* [SUPPLIED MATERIAL]
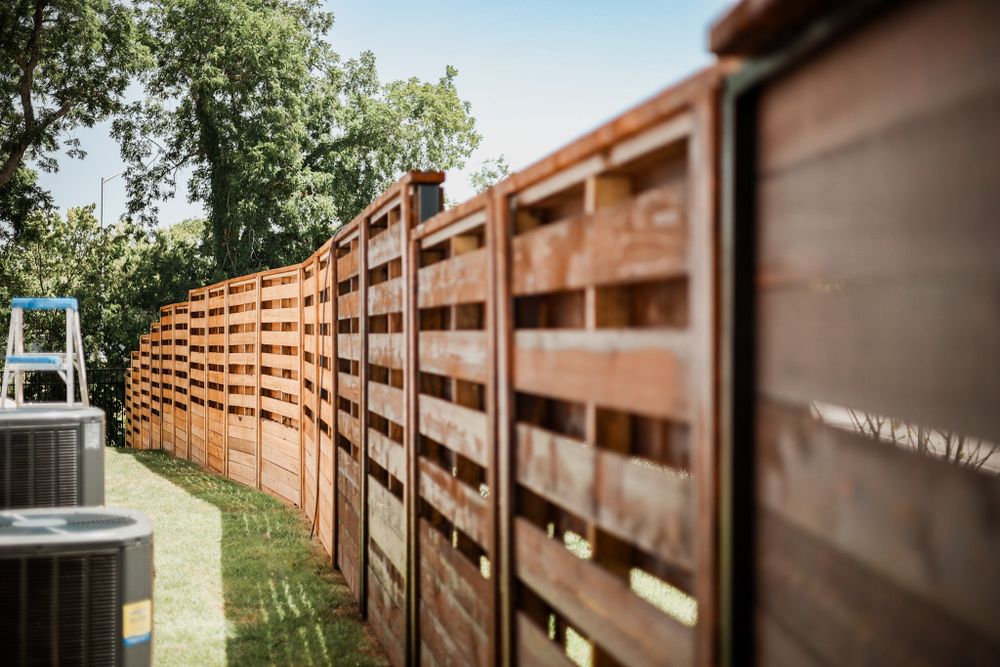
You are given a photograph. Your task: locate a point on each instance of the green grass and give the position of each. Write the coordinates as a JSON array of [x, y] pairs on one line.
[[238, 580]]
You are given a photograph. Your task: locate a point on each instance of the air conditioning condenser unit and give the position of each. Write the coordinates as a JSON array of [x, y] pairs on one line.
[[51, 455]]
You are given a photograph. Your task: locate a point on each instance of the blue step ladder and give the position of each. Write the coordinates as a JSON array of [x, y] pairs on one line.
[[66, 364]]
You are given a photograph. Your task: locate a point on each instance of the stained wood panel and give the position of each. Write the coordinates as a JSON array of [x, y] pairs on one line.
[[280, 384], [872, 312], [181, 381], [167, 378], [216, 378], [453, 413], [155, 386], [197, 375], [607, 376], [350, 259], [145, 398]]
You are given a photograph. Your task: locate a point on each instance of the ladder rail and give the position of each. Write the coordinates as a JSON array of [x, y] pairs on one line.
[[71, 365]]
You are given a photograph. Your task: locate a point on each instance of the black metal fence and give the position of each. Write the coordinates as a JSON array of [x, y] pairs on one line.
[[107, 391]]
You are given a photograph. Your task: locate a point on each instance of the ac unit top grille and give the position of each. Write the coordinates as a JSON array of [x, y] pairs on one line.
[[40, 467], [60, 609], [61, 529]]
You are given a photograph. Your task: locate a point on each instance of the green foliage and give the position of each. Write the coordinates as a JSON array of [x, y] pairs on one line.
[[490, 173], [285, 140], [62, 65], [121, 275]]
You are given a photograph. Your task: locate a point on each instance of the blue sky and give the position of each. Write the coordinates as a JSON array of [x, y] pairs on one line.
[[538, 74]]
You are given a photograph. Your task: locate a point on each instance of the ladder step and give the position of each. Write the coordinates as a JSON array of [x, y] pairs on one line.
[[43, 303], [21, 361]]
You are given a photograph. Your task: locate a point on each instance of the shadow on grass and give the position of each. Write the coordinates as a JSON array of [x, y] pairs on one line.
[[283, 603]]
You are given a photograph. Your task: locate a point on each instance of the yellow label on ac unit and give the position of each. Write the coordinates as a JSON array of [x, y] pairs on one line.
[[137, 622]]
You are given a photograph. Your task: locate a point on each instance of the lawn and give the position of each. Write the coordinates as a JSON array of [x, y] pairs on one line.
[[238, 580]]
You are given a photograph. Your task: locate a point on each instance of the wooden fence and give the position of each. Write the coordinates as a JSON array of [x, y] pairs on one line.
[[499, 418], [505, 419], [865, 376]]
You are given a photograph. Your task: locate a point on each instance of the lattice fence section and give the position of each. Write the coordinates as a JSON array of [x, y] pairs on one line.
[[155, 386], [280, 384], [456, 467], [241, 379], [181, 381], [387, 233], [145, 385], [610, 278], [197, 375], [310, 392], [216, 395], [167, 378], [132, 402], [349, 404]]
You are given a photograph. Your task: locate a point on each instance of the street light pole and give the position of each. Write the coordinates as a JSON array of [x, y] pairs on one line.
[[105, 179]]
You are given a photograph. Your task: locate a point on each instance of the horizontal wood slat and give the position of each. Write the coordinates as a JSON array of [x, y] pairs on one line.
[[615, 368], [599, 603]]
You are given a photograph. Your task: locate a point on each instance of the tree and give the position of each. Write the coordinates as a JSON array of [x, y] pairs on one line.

* [GOAL OF THE EXERCISE] Rewrite the data starting with the line containing "the green foliage" and going on through the line containing "[[538, 74]]", changing "blue sky" to "clear sky" and leaving everything else as it is. Give back only those lines.

* [REPLY TO THE EXERCISE]
You are given a photograph. Your task: locate a point on each instance of the green foliage and give the position of each. Write the coordinates as a JSON array of [x, y] pairs on one line.
[[490, 173], [285, 140], [62, 65], [121, 275]]
You are given a photograph. Your task: locate a point on each instance of the clear sky and give the position of each. Write the coordinates as a JSON array of [x, y] pairs on one line.
[[538, 74]]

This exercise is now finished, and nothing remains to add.